* Records shown:
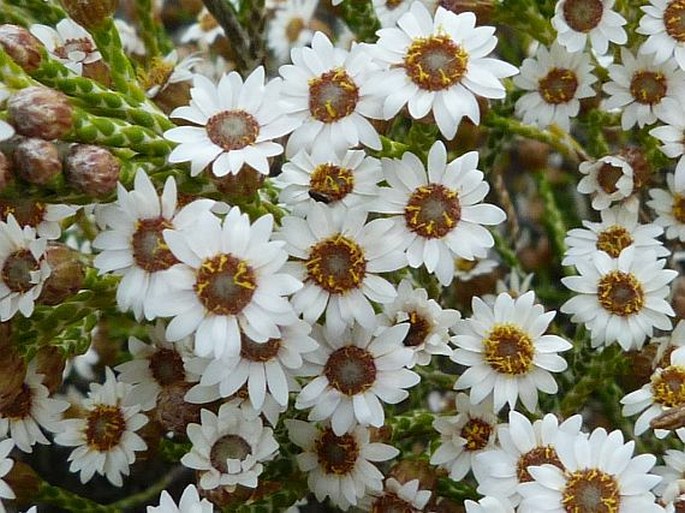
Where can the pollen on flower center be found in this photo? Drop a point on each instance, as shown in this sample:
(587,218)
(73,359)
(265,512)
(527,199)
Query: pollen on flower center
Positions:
(613,240)
(435,62)
(591,491)
(648,87)
(225,284)
(558,86)
(432,211)
(232,129)
(583,15)
(351,370)
(620,293)
(668,387)
(228,447)
(509,350)
(150,251)
(331,181)
(337,454)
(17,269)
(336,264)
(332,96)
(104,427)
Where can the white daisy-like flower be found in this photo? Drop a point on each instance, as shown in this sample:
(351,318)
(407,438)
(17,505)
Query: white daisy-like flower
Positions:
(464,436)
(437,64)
(557,80)
(576,21)
(265,368)
(155,366)
(338,257)
(325,90)
(229,448)
(507,351)
(237,123)
(429,324)
(105,439)
(23,268)
(669,206)
(189,503)
(646,91)
(663,22)
(69,43)
(132,244)
(339,466)
(521,444)
(439,212)
(356,371)
(31,410)
(227,281)
(618,230)
(665,390)
(600,474)
(620,299)
(349,179)
(608,179)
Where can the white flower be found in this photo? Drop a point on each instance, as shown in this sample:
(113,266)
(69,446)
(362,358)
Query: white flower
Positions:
(557,80)
(429,324)
(23,268)
(325,90)
(618,230)
(338,257)
(439,213)
(227,282)
(464,436)
(133,245)
(576,21)
(600,475)
(645,90)
(339,466)
(237,124)
(190,503)
(355,371)
(620,299)
(229,448)
(105,440)
(439,64)
(507,351)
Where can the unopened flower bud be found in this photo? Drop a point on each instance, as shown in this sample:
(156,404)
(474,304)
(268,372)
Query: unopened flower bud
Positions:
(37,161)
(92,169)
(21,46)
(40,112)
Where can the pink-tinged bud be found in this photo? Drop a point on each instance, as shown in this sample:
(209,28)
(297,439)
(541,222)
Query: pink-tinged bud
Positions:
(92,169)
(40,112)
(21,46)
(37,161)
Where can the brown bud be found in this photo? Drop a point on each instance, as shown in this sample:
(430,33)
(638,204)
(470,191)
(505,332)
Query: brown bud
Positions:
(21,46)
(66,277)
(40,112)
(37,161)
(92,169)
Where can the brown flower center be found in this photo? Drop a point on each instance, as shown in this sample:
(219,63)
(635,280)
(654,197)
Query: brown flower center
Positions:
(336,264)
(583,15)
(104,427)
(558,86)
(432,211)
(620,293)
(225,284)
(591,491)
(232,129)
(351,370)
(336,454)
(509,350)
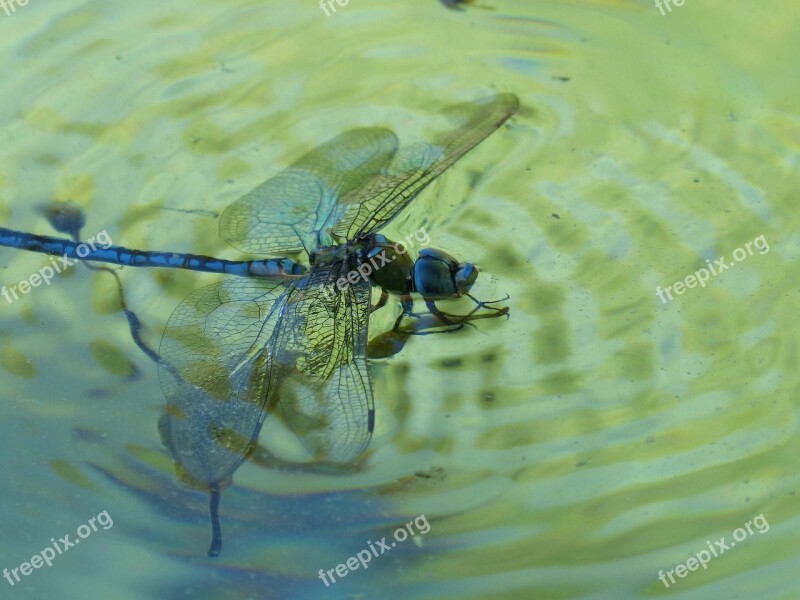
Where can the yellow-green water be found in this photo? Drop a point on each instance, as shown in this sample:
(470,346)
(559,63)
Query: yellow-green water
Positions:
(574,451)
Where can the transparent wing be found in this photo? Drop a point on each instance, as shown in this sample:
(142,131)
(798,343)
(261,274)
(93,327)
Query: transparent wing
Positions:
(214,371)
(322,386)
(368,208)
(284,213)
(235,350)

* Your goal:
Recast all of the material above as a Markdown table with the columns "Row" and "Entry," numbering each line in order. Omit blank lines and the pictures.

* Solution:
| Row | Entry |
|---|---|
| 1 | Where can the pollen on flower center be found in this photo? Drop a point on each instance, as shown in this sample: |
| 2 | (587,218) |
| 3 | (73,359) |
| 4 | (265,512) |
| 5 | (527,199) |
| 6 | Query: pollen on flower center |
| 7 | Positions: |
| 8 | (613,240) |
| 9 | (435,62) |
| 10 | (591,491) |
| 11 | (648,87) |
| 12 | (225,284) |
| 13 | (558,86) |
| 14 | (432,211) |
| 15 | (232,129) |
| 16 | (583,15) |
| 17 | (351,370) |
| 18 | (620,293) |
| 19 | (668,387) |
| 20 | (228,447) |
| 21 | (509,350) |
| 22 | (150,251) |
| 23 | (331,181) |
| 24 | (337,454) |
| 25 | (17,269) |
| 26 | (336,264) |
| 27 | (332,96) |
| 28 | (104,427) |
| 29 | Where can the white daisy-like flower be found in this photo? Drop a point on each instance, as shown in this sample: |
| 30 | (351,318) |
| 31 | (407,438) |
| 32 | (17,505) |
| 33 | Query: white daisy-like flower |
| 34 | Positions: |
| 35 | (464,436) |
| 36 | (437,64) |
| 37 | (557,80) |
| 38 | (576,21) |
| 39 | (265,368) |
| 40 | (155,366) |
| 41 | (338,257) |
| 42 | (325,90) |
| 43 | (229,448) |
| 44 | (507,351) |
| 45 | (237,123) |
| 46 | (429,324) |
| 47 | (105,439) |
| 48 | (23,268) |
| 49 | (669,206) |
| 50 | (189,503) |
| 51 | (646,91) |
| 52 | (663,22) |
| 53 | (69,43) |
| 54 | (132,244) |
| 55 | (339,466) |
| 56 | (521,444) |
| 57 | (439,212) |
| 58 | (356,371) |
| 59 | (31,410) |
| 60 | (227,281) |
| 61 | (618,230) |
| 62 | (665,390) |
| 63 | (600,474) |
| 64 | (620,299) |
| 65 | (349,179) |
| 66 | (608,179) |
| 67 | Where can the white flower be found in this photo? Drop a point on each instance, as shown in this sample: |
| 68 | (113,266) |
| 69 | (69,446) |
| 70 | (362,358) |
| 71 | Query: white flower |
| 72 | Positions: |
| 73 | (557,80) |
| 74 | (429,324) |
| 75 | (23,268) |
| 76 | (325,90) |
| 77 | (618,230) |
| 78 | (338,257) |
| 79 | (439,213) |
| 80 | (227,282) |
| 81 | (464,436) |
| 82 | (133,245) |
| 83 | (576,21) |
| 84 | (600,475) |
| 85 | (645,90) |
| 86 | (339,466) |
| 87 | (237,124) |
| 88 | (190,503) |
| 89 | (355,371) |
| 90 | (620,299) |
| 91 | (229,448) |
| 92 | (105,440) |
| 93 | (439,64) |
| 94 | (507,351) |
| 95 | Where can the unopened flower bud be found in this photo? Drop a point on each instance, as shown in this sample: |
| 96 | (156,404) |
| 97 | (474,304) |
| 98 | (268,372) |
| 99 | Query: unopened flower bud |
| 100 | Positions: |
| 101 | (37,161) |
| 102 | (92,169) |
| 103 | (21,46) |
| 104 | (40,112) |
| 105 | Where can the pink-tinged bud be found in this photo? Drop a point on each instance, as shown in this sample: |
| 106 | (209,28) |
| 107 | (297,439) |
| 108 | (541,222) |
| 109 | Query: pink-tinged bud |
| 110 | Positions: |
| 111 | (92,169) |
| 112 | (40,112) |
| 113 | (21,46) |
| 114 | (37,161) |
| 115 | Where can the brown bud be found in this photo? Drop a point on each instance, as shown in this sample: |
| 116 | (430,33) |
| 117 | (638,204) |
| 118 | (470,191) |
| 119 | (505,332) |
| 120 | Query: brown bud |
| 121 | Positions: |
| 122 | (21,46) |
| 123 | (66,277) |
| 124 | (40,112) |
| 125 | (37,161) |
| 126 | (92,169) |
| 127 | Where can the brown flower center be found in this photo? Drop a point on each instance, as shown in this sample: |
| 128 | (219,63) |
| 129 | (635,280) |
| 130 | (654,197) |
| 131 | Query: brown flower center |
| 132 | Positions: |
| 133 | (336,264) |
| 134 | (583,15) |
| 135 | (104,427) |
| 136 | (558,86) |
| 137 | (432,211) |
| 138 | (620,293) |
| 139 | (225,284) |
| 140 | (591,491) |
| 141 | (232,129) |
| 142 | (351,370) |
| 143 | (336,454) |
| 144 | (509,350) |
| 145 | Where can the yellow-green water be found in this photo? Drop a point on each instance, as shown in this sample: |
| 146 | (470,346) |
| 147 | (559,63) |
| 148 | Query: yellow-green water |
| 149 | Positions: |
| 150 | (574,451) |
| 151 | Where can the transparent wing be found in this photo? Drop a point on each instance, as shown in this sample: |
| 152 | (142,131) |
| 153 | (798,343) |
| 154 | (261,274) |
| 155 | (93,327) |
| 156 | Query: transparent wing |
| 157 | Positions: |
| 158 | (214,371) |
| 159 | (322,386) |
| 160 | (368,208) |
| 161 | (284,213) |
| 162 | (235,350) |